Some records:
## begin

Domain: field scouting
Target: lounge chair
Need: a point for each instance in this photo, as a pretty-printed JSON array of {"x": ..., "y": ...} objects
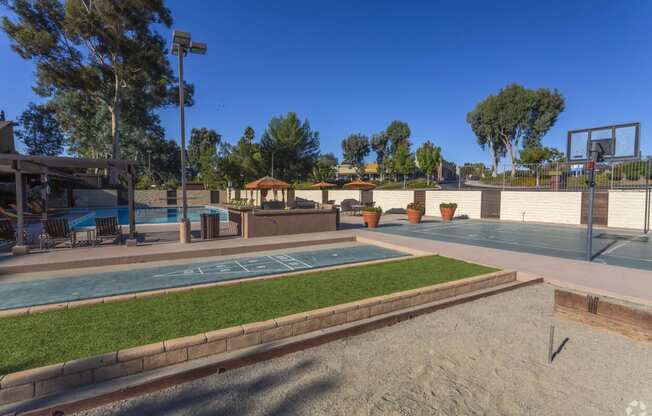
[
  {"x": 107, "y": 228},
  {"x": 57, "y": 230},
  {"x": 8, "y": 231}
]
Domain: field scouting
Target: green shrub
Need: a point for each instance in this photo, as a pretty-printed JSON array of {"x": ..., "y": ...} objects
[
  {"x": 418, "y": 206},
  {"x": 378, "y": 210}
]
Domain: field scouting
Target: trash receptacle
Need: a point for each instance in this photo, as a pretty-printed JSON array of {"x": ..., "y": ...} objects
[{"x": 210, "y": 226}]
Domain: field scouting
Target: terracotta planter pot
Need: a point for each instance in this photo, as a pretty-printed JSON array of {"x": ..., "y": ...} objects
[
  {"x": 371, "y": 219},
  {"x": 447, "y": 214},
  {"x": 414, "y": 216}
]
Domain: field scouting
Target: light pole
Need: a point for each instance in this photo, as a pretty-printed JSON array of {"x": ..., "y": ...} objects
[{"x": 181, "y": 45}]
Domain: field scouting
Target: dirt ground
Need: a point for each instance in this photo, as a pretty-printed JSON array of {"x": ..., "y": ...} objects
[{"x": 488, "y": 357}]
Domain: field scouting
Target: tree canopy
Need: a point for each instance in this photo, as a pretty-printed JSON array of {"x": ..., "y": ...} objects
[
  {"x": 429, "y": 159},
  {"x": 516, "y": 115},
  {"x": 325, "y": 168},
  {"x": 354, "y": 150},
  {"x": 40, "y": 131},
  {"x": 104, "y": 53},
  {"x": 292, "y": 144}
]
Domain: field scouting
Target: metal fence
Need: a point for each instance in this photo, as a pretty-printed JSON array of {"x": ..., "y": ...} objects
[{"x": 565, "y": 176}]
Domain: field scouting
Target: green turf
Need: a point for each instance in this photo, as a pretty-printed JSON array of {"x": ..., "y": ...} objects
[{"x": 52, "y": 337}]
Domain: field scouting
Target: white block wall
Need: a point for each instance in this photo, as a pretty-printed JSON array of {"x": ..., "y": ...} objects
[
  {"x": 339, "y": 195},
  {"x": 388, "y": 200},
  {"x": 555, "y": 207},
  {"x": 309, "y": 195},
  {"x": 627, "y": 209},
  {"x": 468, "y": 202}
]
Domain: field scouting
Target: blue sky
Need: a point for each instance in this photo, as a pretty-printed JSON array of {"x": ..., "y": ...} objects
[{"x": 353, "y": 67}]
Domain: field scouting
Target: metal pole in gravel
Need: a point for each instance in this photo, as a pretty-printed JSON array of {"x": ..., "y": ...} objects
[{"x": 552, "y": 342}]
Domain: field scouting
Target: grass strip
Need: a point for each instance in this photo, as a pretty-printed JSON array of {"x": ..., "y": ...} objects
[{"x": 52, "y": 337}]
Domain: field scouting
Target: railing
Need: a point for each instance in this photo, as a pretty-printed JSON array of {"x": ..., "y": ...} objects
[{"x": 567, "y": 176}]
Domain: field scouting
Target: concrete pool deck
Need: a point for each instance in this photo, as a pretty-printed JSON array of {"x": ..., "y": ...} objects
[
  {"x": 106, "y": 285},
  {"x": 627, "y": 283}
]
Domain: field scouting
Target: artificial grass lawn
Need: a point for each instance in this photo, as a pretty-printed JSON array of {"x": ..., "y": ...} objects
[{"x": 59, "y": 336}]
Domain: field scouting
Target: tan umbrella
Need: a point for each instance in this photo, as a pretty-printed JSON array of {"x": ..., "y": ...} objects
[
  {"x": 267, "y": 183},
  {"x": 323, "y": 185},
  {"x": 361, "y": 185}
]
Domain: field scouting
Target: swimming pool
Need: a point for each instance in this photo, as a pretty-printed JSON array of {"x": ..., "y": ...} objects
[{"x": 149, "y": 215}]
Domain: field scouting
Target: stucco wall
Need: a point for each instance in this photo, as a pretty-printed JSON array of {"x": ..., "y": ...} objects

## end

WORK INSTRUCTIONS: Print out the whole of the material word for word, without pictures.

WORKED SOLUTION:
Domain: field scouting
Target: lounge chair
Need: a point for each instance in this photo, as a pretty-printed JSON array of {"x": ..., "y": ...} objects
[
  {"x": 107, "y": 228},
  {"x": 57, "y": 230},
  {"x": 8, "y": 231}
]
Domain: field scouting
Target: green shrub
Need: a point for each instance in this photo, as a pretty-printed JSON array of {"x": ..., "y": ...} objects
[
  {"x": 418, "y": 206},
  {"x": 378, "y": 210}
]
Domain: field scouting
Target: trash receptacle
Need: a point for each instance in this photo, as a pretty-printed JSON array of {"x": ..., "y": ...} objects
[{"x": 210, "y": 226}]
Domain: field scouting
Target: terracotta planter pot
Need: a point for each instance in this photo, as a pretty-printed JSON array of {"x": ..., "y": ...} objects
[
  {"x": 371, "y": 219},
  {"x": 447, "y": 214},
  {"x": 414, "y": 216}
]
Domain: field scouting
Target: light pole
Need: a point for each instance in this photo, as a pretty-printed JSON array of {"x": ..., "y": ...} objects
[{"x": 181, "y": 45}]
Domain: field scouting
Target: dirt ground
Need: a point for each instance in this photo, as a pretty-printed JSON array of {"x": ..., "y": ...} objects
[{"x": 488, "y": 357}]
Domain: field scouting
Target: tree canopy
Need: a point for each instance in this photo, as a pretty-printed JSON array of {"x": ..., "y": ...} objects
[
  {"x": 429, "y": 159},
  {"x": 516, "y": 115},
  {"x": 325, "y": 168},
  {"x": 354, "y": 150},
  {"x": 40, "y": 131},
  {"x": 104, "y": 53},
  {"x": 292, "y": 144}
]
Domain: field scouting
Target: metal fence
Need: a point for each instance in this photo, as a pretty-printed JSON array of {"x": ..., "y": ...} objects
[{"x": 565, "y": 176}]
Domain: field scouting
Target: green turf
Need: a point for each instance in this photo, as a pretty-printed JSON array of {"x": ..., "y": ...} objects
[{"x": 52, "y": 337}]
Domain: field scouting
Target: white block wall
Need: a point for each instance in this photo, as a pretty-printed JSON array of {"x": ..., "y": ...} objects
[
  {"x": 339, "y": 195},
  {"x": 388, "y": 200},
  {"x": 555, "y": 207},
  {"x": 309, "y": 195},
  {"x": 627, "y": 209},
  {"x": 468, "y": 202}
]
Domain: field scouting
Target: blue sky
Need: a point for each instance in this photo, as a pretty-printed JSON array of {"x": ..., "y": ...} objects
[{"x": 353, "y": 67}]
Domain: field scouting
Target: metal pole in gravel
Need: a point for each instance in this photo, as a pretty-printed JSON array of {"x": ..., "y": ...} objects
[{"x": 552, "y": 342}]
Domain: field scouting
Target: grass strip
Need: a point for each instance in this photo, as a pretty-printed JSON array of {"x": ..., "y": ...} objects
[{"x": 52, "y": 337}]
Domain: field scouting
Target: railing
Need: a point for each instance in this photo, as a pretty-printed JSON array of {"x": ..., "y": ...} objects
[{"x": 567, "y": 176}]
Domain: field scouting
Target: concrete pool deck
Need: a point for each instance in this photo, as a pretty-printed JSON array of {"x": ..., "y": ...} objects
[
  {"x": 106, "y": 285},
  {"x": 627, "y": 283}
]
Domain: field scouting
Target: artificial grass lawn
Need: a point for each instance in this photo, as a pretty-printed JSON array of {"x": ..., "y": ...} objects
[{"x": 59, "y": 336}]
Domain: field scouting
Target: tan umbrella
Need: a point for each instance in this photo, as a pretty-printed JSON array of {"x": ..., "y": ...} objects
[
  {"x": 267, "y": 183},
  {"x": 323, "y": 185},
  {"x": 361, "y": 185}
]
Domain: field scouting
Target: swimming pool
Need: a point for each instance in this photo, as a pretty-printed JSON array of {"x": ..., "y": ...} objects
[{"x": 149, "y": 215}]
Domain: field scouting
Target: stucco wall
Need: a point for each instance in this photo, as a pretty-printed JSON array of {"x": ..., "y": ...} objects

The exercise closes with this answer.